▶ DATASET ROWS
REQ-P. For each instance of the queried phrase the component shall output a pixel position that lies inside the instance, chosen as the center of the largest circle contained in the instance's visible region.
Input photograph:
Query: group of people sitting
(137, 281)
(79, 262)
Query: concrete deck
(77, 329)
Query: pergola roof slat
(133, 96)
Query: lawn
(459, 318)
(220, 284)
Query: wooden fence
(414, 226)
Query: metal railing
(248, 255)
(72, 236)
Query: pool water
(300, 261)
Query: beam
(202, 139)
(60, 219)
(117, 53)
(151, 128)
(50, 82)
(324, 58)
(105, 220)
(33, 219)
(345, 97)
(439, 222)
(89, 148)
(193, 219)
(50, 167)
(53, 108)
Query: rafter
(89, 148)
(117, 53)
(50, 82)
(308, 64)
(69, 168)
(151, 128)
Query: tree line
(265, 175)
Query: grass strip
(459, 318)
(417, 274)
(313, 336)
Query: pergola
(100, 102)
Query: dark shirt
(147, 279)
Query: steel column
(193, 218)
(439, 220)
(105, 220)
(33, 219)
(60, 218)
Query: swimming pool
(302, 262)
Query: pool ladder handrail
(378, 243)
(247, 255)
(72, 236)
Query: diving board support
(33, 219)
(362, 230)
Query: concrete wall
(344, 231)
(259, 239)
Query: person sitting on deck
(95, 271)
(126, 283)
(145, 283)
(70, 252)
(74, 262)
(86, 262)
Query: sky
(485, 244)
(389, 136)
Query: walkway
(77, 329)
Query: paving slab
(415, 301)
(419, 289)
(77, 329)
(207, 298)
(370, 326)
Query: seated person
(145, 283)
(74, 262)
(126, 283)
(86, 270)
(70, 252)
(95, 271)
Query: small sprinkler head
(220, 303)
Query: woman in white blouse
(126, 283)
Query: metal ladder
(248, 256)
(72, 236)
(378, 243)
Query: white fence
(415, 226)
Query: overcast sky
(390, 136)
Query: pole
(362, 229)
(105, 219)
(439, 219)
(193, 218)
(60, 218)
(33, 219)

--

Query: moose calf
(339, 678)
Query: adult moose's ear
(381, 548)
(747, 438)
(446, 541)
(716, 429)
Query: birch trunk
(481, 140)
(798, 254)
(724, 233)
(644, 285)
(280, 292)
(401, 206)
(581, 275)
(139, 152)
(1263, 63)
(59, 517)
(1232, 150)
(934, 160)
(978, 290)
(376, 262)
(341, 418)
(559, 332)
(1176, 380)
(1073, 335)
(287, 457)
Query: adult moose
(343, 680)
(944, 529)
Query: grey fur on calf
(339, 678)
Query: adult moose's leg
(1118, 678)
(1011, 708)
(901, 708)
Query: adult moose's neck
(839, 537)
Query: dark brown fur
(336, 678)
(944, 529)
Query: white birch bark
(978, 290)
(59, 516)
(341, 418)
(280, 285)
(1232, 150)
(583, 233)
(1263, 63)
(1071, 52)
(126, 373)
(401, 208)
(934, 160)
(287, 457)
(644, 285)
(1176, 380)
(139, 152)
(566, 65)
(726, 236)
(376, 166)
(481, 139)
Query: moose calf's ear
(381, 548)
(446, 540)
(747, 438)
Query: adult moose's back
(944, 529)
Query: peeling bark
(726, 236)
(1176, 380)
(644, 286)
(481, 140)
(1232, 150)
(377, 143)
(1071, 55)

▶ TASK DIRECTIONS
Collect every line in the records above that contains the word "concrete". Only matches with the same capitalization count.

▶ EXPECTED ANSWER
Query: concrete deck
Query: concrete wall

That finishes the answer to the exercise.